= ASSIGNMENT =
Extract the text of each entry below exactly, leaving every image behind.

= Image-grounded pointing data =
━━━━━━━━━━━━━━━━━━━━

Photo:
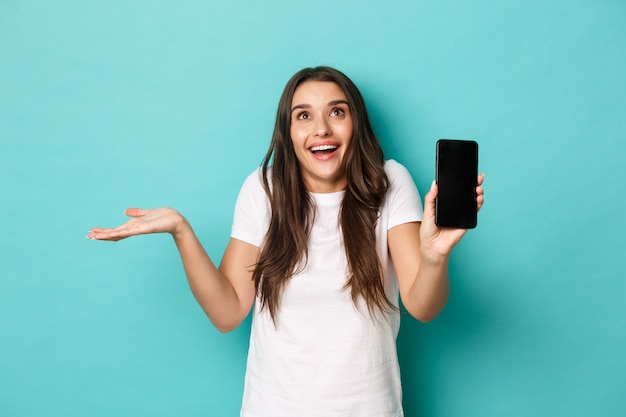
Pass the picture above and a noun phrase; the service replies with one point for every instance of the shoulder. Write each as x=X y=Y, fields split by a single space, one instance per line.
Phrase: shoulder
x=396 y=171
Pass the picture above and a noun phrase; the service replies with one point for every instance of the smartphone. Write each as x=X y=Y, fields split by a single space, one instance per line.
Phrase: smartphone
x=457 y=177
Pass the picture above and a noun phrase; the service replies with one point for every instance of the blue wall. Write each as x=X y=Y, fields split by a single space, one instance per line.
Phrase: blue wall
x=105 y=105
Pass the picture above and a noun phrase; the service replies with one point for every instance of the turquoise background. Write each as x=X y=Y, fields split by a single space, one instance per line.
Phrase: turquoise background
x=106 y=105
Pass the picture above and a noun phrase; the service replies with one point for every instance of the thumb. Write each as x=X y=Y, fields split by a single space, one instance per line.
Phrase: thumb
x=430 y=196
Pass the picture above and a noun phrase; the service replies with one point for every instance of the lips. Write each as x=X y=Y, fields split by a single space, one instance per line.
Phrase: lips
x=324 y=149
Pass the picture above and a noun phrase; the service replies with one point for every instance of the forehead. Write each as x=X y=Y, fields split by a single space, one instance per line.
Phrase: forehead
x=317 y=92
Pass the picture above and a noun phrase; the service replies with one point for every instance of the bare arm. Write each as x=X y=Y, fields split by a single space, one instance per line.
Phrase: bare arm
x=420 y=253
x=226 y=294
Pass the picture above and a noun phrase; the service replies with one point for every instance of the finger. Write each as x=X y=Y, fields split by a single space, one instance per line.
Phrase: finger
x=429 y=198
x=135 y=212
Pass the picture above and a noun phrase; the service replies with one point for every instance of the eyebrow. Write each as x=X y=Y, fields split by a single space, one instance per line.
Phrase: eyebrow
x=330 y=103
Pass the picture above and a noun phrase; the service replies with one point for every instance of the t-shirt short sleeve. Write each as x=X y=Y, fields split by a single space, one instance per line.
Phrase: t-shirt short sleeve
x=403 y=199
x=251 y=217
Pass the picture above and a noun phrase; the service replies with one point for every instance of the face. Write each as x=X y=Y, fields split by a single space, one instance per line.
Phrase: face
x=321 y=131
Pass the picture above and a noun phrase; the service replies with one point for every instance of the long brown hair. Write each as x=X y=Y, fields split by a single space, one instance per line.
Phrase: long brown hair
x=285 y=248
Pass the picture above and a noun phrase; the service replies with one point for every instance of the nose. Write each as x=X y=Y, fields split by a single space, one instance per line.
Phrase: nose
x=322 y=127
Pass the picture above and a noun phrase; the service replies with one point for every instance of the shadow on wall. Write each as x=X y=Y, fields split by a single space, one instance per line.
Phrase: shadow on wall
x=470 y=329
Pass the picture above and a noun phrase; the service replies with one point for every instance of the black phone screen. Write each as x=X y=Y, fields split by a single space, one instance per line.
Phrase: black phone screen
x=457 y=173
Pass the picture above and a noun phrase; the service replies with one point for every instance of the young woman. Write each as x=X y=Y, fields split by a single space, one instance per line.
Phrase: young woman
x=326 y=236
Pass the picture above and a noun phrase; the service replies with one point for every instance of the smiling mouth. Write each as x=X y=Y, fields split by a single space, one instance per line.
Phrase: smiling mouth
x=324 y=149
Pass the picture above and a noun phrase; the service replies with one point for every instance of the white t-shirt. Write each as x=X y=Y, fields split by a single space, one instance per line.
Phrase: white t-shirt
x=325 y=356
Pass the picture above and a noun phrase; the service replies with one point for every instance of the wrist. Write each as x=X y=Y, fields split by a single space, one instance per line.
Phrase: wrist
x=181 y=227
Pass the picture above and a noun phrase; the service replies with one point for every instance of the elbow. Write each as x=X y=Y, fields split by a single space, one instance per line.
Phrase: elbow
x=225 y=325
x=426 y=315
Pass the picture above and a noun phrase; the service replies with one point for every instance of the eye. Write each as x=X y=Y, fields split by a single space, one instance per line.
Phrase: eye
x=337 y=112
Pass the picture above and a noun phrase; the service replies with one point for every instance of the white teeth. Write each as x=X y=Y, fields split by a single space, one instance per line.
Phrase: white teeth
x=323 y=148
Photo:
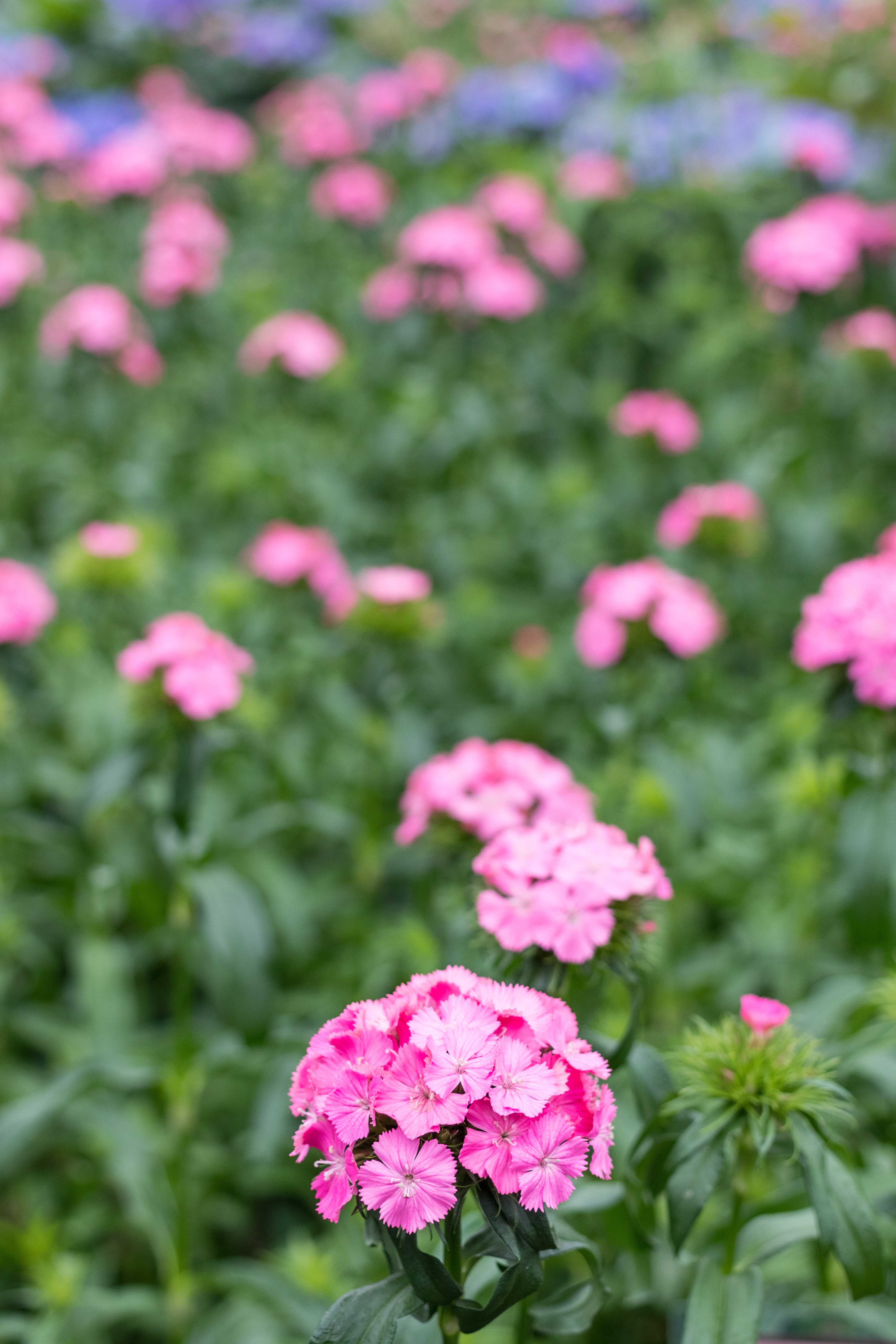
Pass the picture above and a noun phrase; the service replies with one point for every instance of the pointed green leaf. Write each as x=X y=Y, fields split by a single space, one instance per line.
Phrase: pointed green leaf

━━━━━━━━━━━━━━━━━━━━

= RESPONSE TO THIS TASK =
Photo:
Pass the picture above and a noun phrase; the service replies with one point for every instance of the shoulder. Write each as x=X y=Y, fields split by a single space, one instance per line.
Phrase: shoulder
x=396 y=171
Pass the picture above and a noun phrase; the service replies with one point for every instance of the smartphone. Write each as x=X y=Y, fields split by a single space, one instance per line.
Phrase: smartphone
x=457 y=177
Pass the picture above and a noun phrase; the service replies with one point for every instance of the blue wall. Write each as x=X y=Y, fields split by a single space, one instance per line.
Phrase: blue wall
x=105 y=105
Pass the picture above and a noun phrase; the service replies with one point for every instance of the turquoise background. Write each as x=X y=Y, fields split by a single space, one instance per line.
Phrase: turquoise background
x=106 y=105
Pass the picture above and a noun phrase; the service replies with one point for every instance of the thumb. Write each as x=X y=Y, fields split by a single space, one instance per line.
Phrase: thumb
x=430 y=196
Pass the picture above and a noun phrase; the service replies with one point for every instance of the lips. Write each as x=X y=Y, fields split by a single space, one instance per line.
Phrase: lips
x=324 y=149
Pass the picture above and a noun phrase; the service replies with one point for every instance of the forehead. Write each as x=X y=Y, fields split by a single space, one instance per line.
Phrase: forehead
x=317 y=92
Pass the picture above and a noun phrase; the service replies with one point for every instance of the bare arm. Write each as x=X y=Y, fields split by a single space, one instance per line.
Phrase: bare arm
x=420 y=253
x=226 y=294
Pass the picture above and a noun phrase; the service replies with one point for every instance of the finger. Write each as x=X y=Y, fields split by a single space, one instance per line.
Phrase: finger
x=429 y=198
x=135 y=212
Pass the picture above and a noun phrase; the service replies with one point for every instance of the eyebrow. Write each as x=X y=Y, fields split by a single space, one instance per line.
Phrase: eyebrow
x=330 y=103
Pass the picture above and a noun phrase; the service replies with one point for every instance of the t-shirt short sleeve. Write each as x=X y=Y, fields split by a single space, one instance per line.
Phrase: t-shirt short sleeve
x=403 y=199
x=251 y=217
Pass the picture above and a noun phrase; the service replies with one point for every instance of the face. Write each as x=X y=Y, fields split by a single space, one instance per line.
Phrase: face
x=321 y=131
Pass the picture above and a noun phrase; the service replies with one point for every instance of the long brown hair. Write each as x=X y=Y, fields split by a single space, one instance per line.
Phrase: long brown hair
x=285 y=248
Pass the picture above and a noun phrase; the service replies with one point for every instance of the nose. Write each as x=X y=Y, fields split by a single space, one instance per line.
Phrase: nose
x=322 y=127
Pass the picture above and a noun phrase; the service replies with one point for every instance of the shadow on wall. Write each as x=X y=Y, fields split by a single space, one instance per line.
Phrase: shadow on wall
x=470 y=329
Pass the picture above and a noun phrase; the service replies with one point for every instance of the black phone screen. Write each as x=X y=Y, fields split by a single space, one instance per line.
Phrase: black phone screen
x=457 y=173
Pass the picture above and a noun phrase; the service replies with one point for every instance of the young woman. Write each as x=X y=Y, fields split by a single space, one instance per line.
Phrase: young woman
x=326 y=236
Pass the picture above and a noun phrase; the service replies with one point for every instance of the smiling mouth. Write each as x=X y=Y, fields split by a single space, one instance per line.
Phrase: smiling mouth
x=324 y=149
Pass the picture above and a noun phrase; the service replies with one point for every instance of the white t-shirt. Write each as x=X y=Y, fields split by a single space, one instance per line.
Phrase: white t-shirt
x=325 y=356
Pass the picture above and a noun phrase; the service replies with one point for every instance of the wrist. Write each as x=X y=Y, fields split by a single space, one instance per line.
Phrase: wrist
x=181 y=227
Pass the picture above and a noun phrase; the service replies with one point for every instance of the elbow. Write each as x=X y=Y, fields split by a single space, one instance per line.
Phrase: elbow
x=225 y=325
x=426 y=315
Pass the picture above and a noun phrase; the service replies with one point for every instance of the eye. Write each as x=X y=Y, fields split by a single space, one instance per line.
Phrase: eye
x=337 y=112
Pass the picture above and a noun phrase; the service replies with one point for every instance of the white teeth. Write each as x=X y=Y, fields split by a single space, one instance per line.
Phrase: white teeth
x=323 y=148
Photo:
Pass the picture above and a noun phrase; the service replies with one point for every instance of the pointed green leaf. Write each as x=X y=Y, fields split by a single space, one instance per line.
Phrase: pointed green leaf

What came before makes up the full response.